WRITTEN PROBLEM: Your task is to repeat the records exactly from the line containing "In this exercise you will mark the ground" onward, through the final line.

RECORDS FOR THE EXERCISE:
+-------+
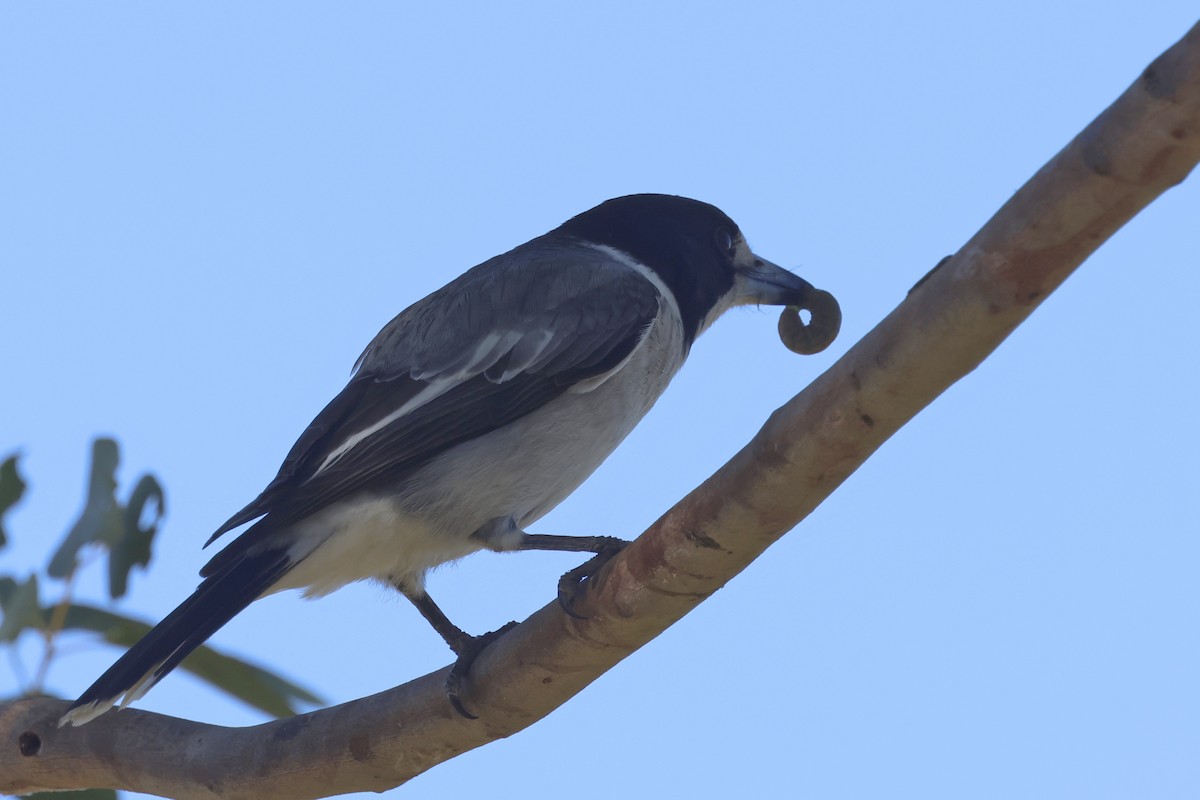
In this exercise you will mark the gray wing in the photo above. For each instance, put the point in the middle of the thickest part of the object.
(497, 343)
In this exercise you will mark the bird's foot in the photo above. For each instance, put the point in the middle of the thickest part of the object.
(573, 584)
(467, 650)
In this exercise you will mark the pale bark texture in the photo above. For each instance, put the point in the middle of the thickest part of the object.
(1145, 143)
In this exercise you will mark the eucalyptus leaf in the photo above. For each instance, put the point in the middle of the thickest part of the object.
(133, 547)
(78, 794)
(101, 519)
(12, 487)
(21, 609)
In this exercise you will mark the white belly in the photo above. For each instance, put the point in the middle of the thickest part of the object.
(522, 470)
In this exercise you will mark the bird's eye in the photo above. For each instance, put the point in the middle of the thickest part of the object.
(725, 241)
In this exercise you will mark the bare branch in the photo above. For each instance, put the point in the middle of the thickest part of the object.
(1145, 143)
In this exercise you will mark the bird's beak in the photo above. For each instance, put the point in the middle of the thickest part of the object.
(769, 284)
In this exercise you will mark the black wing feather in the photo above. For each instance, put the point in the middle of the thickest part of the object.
(472, 408)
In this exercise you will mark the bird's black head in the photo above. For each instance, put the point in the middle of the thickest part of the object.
(695, 248)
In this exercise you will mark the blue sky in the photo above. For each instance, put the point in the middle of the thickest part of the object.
(208, 209)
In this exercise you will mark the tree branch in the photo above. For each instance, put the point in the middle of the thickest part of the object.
(1145, 143)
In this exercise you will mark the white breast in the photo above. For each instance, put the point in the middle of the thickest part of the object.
(522, 470)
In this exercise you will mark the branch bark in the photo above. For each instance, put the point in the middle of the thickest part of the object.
(1141, 145)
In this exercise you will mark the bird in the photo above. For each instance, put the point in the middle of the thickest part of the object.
(472, 414)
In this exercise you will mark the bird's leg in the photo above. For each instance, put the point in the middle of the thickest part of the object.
(503, 535)
(465, 645)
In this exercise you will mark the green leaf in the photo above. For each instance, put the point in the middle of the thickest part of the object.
(7, 585)
(250, 684)
(12, 487)
(21, 608)
(133, 548)
(101, 518)
(78, 794)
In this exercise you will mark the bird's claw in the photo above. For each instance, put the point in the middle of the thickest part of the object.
(467, 653)
(574, 583)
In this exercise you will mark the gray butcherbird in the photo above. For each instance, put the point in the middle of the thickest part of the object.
(475, 411)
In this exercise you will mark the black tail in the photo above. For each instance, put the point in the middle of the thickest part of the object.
(215, 602)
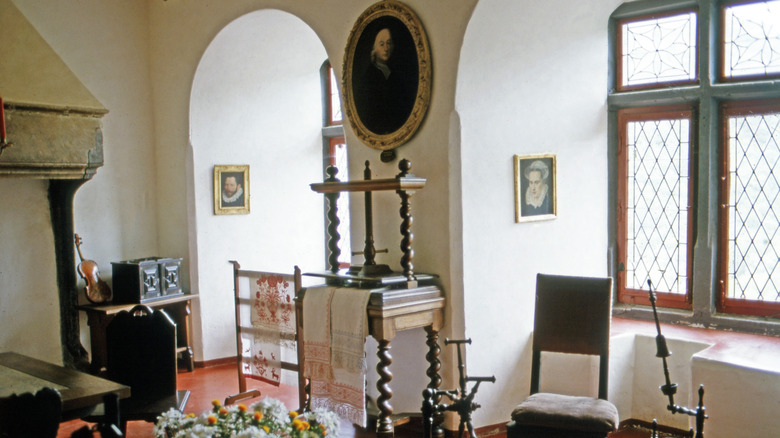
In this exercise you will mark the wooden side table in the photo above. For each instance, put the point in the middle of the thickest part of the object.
(390, 311)
(100, 315)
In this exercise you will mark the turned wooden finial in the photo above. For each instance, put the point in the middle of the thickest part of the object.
(404, 166)
(332, 171)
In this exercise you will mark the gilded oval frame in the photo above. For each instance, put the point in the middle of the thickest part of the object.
(409, 38)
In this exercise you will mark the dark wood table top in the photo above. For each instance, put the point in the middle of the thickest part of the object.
(79, 390)
(112, 308)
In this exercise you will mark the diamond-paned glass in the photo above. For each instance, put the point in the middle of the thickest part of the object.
(754, 207)
(657, 204)
(659, 50)
(751, 45)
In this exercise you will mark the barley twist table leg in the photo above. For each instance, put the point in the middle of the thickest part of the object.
(384, 424)
(433, 373)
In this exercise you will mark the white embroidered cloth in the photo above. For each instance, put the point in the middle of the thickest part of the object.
(334, 334)
(272, 316)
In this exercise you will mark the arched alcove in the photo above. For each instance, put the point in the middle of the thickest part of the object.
(256, 100)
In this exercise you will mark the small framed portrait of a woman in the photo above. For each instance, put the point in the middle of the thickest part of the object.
(386, 80)
(231, 189)
(535, 188)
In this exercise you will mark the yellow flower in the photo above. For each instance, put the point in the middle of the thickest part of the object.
(300, 424)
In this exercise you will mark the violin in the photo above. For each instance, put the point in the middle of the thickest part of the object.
(97, 290)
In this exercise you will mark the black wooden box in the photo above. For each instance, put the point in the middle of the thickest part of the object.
(142, 280)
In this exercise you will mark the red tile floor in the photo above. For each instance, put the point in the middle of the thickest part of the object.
(217, 382)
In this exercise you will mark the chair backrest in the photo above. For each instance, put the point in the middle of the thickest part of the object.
(573, 315)
(141, 352)
(27, 415)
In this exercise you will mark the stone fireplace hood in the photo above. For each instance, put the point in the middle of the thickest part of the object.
(53, 132)
(52, 120)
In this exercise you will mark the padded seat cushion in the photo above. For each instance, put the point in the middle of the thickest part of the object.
(567, 412)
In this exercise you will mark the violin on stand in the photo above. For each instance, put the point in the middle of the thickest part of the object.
(96, 290)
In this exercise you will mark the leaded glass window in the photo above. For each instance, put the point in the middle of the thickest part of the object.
(753, 201)
(658, 50)
(751, 34)
(657, 204)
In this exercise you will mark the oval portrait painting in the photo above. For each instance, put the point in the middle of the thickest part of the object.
(386, 78)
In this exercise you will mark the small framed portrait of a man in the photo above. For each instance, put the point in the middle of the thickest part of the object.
(231, 189)
(535, 186)
(386, 79)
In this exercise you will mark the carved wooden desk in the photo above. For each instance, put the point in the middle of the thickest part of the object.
(393, 310)
(99, 315)
(79, 391)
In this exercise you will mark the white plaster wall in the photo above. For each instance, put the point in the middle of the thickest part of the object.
(532, 79)
(106, 45)
(622, 351)
(29, 303)
(256, 101)
(174, 61)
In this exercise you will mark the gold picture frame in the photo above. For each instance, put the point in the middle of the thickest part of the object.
(386, 94)
(536, 184)
(231, 189)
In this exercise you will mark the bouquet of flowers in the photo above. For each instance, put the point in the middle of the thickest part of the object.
(266, 418)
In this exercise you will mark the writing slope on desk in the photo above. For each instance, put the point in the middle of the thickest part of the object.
(393, 280)
(389, 311)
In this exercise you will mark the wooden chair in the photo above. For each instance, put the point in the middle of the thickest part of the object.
(141, 353)
(573, 315)
(27, 415)
(250, 323)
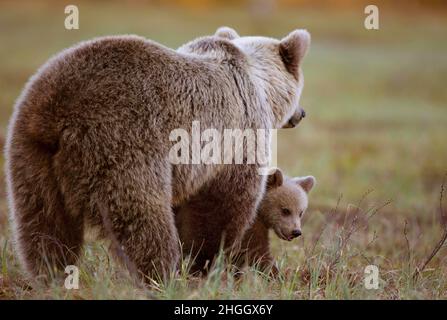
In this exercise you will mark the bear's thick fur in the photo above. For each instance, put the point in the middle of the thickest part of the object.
(88, 143)
(281, 210)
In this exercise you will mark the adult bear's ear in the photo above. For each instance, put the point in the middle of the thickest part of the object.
(307, 183)
(275, 179)
(293, 48)
(227, 33)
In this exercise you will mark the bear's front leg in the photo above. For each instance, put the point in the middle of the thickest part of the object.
(221, 212)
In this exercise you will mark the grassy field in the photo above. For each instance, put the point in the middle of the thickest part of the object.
(375, 139)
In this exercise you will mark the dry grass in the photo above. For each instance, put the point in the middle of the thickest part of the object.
(376, 105)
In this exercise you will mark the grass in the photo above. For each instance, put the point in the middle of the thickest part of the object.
(376, 105)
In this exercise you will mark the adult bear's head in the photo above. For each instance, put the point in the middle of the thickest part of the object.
(276, 68)
(273, 66)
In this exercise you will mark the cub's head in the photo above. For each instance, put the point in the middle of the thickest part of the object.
(274, 66)
(285, 203)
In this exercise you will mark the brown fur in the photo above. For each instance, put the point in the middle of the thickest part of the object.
(91, 129)
(282, 193)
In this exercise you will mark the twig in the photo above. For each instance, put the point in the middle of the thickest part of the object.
(441, 242)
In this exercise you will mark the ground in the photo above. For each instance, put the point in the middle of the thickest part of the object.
(374, 137)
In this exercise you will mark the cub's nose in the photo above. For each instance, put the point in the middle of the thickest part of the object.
(296, 233)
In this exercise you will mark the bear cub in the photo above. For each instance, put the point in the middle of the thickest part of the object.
(281, 209)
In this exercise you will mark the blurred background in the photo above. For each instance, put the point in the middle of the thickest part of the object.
(376, 100)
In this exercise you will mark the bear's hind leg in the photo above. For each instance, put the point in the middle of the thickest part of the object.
(134, 204)
(47, 236)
+-------+
CORRECT OUTPUT:
In this exercise you will mark the ground in the photo above. For each instance, put the point in the middle of the thickest part of the object.
(374, 137)
In this exercise you will mark the cub's nose in the photo above. For each instance, put the point in the middle of the thickest part of the object.
(296, 233)
In this exercise you will mark the bear cub in the photo above. For each instance, put the point in the middle of the thickest part of the object.
(281, 209)
In this exercise you will mark the blurred background in the photo above. For each instance, put the point in the middle of the thickest part of the object.
(376, 100)
In this exercise you will mark the bear's hind leg in the photo above. For each instance, put the point in the middle of the thickest part of the object.
(134, 204)
(47, 236)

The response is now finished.